Stored entries

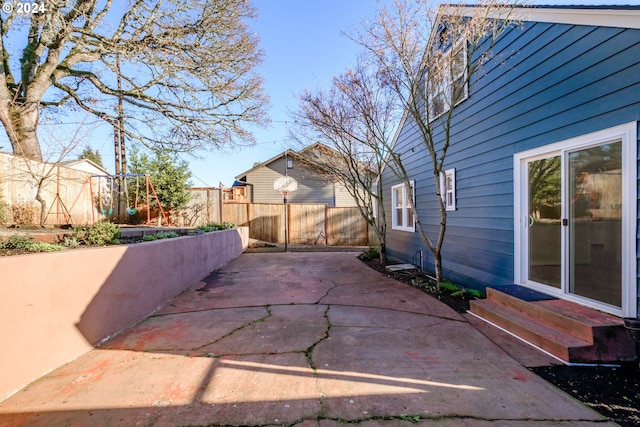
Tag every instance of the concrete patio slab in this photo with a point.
(308, 339)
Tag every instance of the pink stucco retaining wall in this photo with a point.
(54, 307)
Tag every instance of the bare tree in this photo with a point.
(38, 174)
(184, 70)
(355, 117)
(427, 56)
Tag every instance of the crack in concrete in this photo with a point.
(233, 331)
(335, 285)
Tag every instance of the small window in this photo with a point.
(451, 87)
(402, 214)
(448, 188)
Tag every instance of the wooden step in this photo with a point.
(552, 318)
(554, 341)
(569, 331)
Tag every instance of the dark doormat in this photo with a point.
(525, 294)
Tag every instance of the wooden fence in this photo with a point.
(66, 192)
(307, 224)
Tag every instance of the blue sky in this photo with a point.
(304, 48)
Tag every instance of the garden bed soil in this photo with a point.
(613, 391)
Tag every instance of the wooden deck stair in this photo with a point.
(571, 332)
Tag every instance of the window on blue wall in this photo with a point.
(401, 214)
(447, 81)
(448, 189)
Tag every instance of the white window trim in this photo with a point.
(627, 133)
(406, 209)
(445, 191)
(446, 86)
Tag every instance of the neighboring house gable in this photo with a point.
(314, 184)
(564, 82)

Exercise directions: Set down exactly the lines that begin with the one containing "Tag every instance of the wooden fence" and end with the last line above, and no others.

Answer for the task:
Tag every instance of the wooden fence in this photo with a point.
(66, 192)
(307, 224)
Tag every instance of the blue sky in this photo with a point.
(304, 48)
Tag every instance of the garden bed soil in this photo with a point.
(613, 391)
Tag every instance of the wooden deck stair in this photo with a point.
(571, 332)
Tag every instance of the window on blue wall in this photo with a point.
(401, 214)
(447, 81)
(448, 189)
Tag every instance of the white window trim in this photo with a point.
(627, 133)
(406, 209)
(445, 191)
(446, 86)
Tag every instance of the neighboring house gable in this photo with a point.
(314, 184)
(564, 82)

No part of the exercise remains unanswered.